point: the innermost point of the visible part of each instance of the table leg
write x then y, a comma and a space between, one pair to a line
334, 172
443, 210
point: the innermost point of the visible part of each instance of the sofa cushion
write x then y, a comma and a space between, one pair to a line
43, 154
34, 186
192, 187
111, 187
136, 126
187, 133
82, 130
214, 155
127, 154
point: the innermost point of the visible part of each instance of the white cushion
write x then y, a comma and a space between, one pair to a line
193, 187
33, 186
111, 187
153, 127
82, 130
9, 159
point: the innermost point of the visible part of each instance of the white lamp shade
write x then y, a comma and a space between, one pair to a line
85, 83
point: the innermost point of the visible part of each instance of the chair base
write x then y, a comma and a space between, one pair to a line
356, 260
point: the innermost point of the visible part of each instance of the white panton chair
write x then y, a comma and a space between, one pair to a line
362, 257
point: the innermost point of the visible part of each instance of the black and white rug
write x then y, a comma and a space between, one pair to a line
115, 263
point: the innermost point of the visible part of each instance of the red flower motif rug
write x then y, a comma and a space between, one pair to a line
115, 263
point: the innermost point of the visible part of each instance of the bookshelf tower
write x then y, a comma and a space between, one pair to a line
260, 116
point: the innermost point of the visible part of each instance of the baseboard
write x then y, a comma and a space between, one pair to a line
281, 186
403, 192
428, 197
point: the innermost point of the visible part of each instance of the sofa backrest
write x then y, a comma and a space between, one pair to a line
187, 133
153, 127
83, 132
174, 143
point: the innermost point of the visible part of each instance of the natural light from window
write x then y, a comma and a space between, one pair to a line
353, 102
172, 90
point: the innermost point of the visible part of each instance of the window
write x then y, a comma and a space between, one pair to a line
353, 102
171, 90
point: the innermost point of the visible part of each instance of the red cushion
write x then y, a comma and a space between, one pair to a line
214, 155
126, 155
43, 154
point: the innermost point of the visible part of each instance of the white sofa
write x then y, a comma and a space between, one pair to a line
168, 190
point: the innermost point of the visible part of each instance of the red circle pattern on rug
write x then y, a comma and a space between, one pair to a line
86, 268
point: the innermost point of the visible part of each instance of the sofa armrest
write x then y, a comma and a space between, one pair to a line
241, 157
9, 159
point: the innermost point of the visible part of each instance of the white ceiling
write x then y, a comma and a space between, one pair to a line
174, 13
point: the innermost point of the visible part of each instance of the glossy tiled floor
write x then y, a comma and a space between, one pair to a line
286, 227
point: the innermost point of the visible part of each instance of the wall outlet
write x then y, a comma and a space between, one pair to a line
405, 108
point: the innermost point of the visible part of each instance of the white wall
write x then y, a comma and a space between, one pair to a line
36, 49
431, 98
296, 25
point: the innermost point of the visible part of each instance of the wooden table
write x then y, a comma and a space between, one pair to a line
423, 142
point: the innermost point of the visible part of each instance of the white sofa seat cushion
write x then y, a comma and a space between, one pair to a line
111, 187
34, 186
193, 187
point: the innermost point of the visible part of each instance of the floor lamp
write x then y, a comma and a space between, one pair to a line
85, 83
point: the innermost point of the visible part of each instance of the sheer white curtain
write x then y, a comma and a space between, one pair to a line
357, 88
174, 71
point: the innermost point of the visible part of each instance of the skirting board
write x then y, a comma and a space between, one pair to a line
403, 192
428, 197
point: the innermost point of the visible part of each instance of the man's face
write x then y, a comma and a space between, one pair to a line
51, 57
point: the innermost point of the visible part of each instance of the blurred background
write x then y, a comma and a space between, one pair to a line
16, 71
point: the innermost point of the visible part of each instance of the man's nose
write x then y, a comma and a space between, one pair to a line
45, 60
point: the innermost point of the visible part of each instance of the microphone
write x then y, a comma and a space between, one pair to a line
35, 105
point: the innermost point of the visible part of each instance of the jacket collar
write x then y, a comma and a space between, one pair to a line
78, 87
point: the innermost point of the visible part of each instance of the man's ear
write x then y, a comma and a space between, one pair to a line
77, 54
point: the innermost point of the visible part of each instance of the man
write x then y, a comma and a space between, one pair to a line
####################
> [待完成任务] 请重新写出上面的全部记录，把每处“innermost”替换为“outermost”，其余内容保持不变。

> [结果]
point: the outermost point of the visible part of each instance of the table leg
write x then y, a comma and a space between, one pair to a line
334, 172
443, 210
point: the outermost point of the visible part of each instance of the sofa cushion
write x then y, a comma and a space between, one pair to a line
43, 154
34, 186
192, 187
111, 187
136, 126
187, 133
82, 130
214, 155
127, 154
point: the outermost point of the visible part of each instance of the white cushion
write x then y, a comma and a space between, one pair to a line
193, 187
33, 186
111, 187
153, 127
82, 130
9, 159
point: the outermost point of the visible part of each instance of the white lamp shade
write x then y, a comma and a space between, one pair to a line
85, 83
point: the outermost point of the visible part of each instance of the chair base
write x then y, a comma and a space between, one pair to a line
356, 260
point: the outermost point of the visible part of each instance of the white panton chair
write x then y, a comma and a space between, one pair to a line
362, 257
point: the outermost point of the visible part of each instance of the black and white rug
write x then y, a comma and a space between, one pair to a line
115, 263
point: the outermost point of the visible part of each instance of the red flower motif rug
write x then y, a comma and a space between, one pair to a line
115, 263
point: the outermost point of the visible part of each instance of the bookshelf tower
write x then y, a comma and a space between, one pair to a line
260, 116
point: the outermost point of the visible part of each instance of the baseboard
write x then y, a comma and a space between, one pair to a line
281, 186
403, 192
428, 197
point: the outermost point of the visible part of each instance of the sofa backrest
write x then y, a comma and a space between, one pair to a line
187, 133
153, 127
83, 132
174, 143
point: the outermost point of the visible part of each instance of the natural light from window
write x then y, a comma and a space between, one pair to a line
353, 102
172, 90
point: the outermost point of the visible part of each instance of the window
write x then y, a comma and a space between, one pair to a line
353, 102
171, 90
point: the outermost point of the visible part of each instance of the red cushion
write x then y, a comma and a space between, one pair to a line
214, 155
126, 155
43, 154
point: the outermost point of the visible part of each instance of the white sofa
write x then y, a comma and a space between, one pair to a line
168, 190
point: the outermost point of the visible part of each instance of the red circle pattern on rug
write x then y, a comma and a space between, one pair to a line
86, 268
point: the outermost point of the visible part of each instance of the sofa armrest
write x then y, a comma and a space between, one pair to a line
241, 157
9, 159
point: the outermost point of the visible part of each instance of the white ceiling
write x then y, a comma and a space between, one pair to a line
174, 13
point: the outermost point of the visible part of each instance of the glossy tiled floor
write x then y, a comma and a space between, one pair to a line
286, 227
point: the outermost point of the visible part of each instance of the wall outlet
write x then y, a comma and a space between, one pair to a line
405, 108
point: the outermost point of the visible part of each instance of the white wall
write x then y, a comma and a space between, one pair to a line
36, 49
431, 98
296, 25
point: the outermost point of the visible part of each instance of the wooden table
write x then y, a comma and a space between, one pair to a line
423, 142
point: the outermost point of the visible part of each instance of the white sofa seat cushion
write x then y, a comma and a space between, one pair to a line
111, 187
34, 186
193, 187
point: the outermost point of the visible part of each instance of the floor lamp
write x then y, a comma and a space between, one pair to a line
85, 83
point: the outermost point of the visible part of each instance of the sheer white curtain
write x then y, a comma and a space between, one pair to a line
357, 88
174, 71
point: the outermost point of the visible part of each instance of the skirting board
write x then y, a comma and a space between, one pair to a line
403, 192
428, 197
point: the outermost point of the visible part of each instance of the man's face
write x then y, a comma and a space between, one pair to a line
51, 57
point: the outermost point of the visible part of each instance of the blurred background
write x then y, a comma and a space between, one pair to a line
16, 71
point: the outermost point of the visible part of each instance of the man's nose
write x then y, a comma and a space between, one pair to a line
45, 60
point: the outermost point of the visible part of each instance of the microphone
write x then y, a comma and a space between, one pair to a line
35, 105
point: the outermost point of the visible part of each instance of the jacket collar
write x then y, a comma and a space between, one pair to a line
78, 87
point: the outermost point of the visible part of each instance of the man's ear
write x then y, a comma and a space between, one pair to a line
77, 54
point: the outermost point of the visible part of each instance of the man
write x then y, a comma and a space between, one pair to a line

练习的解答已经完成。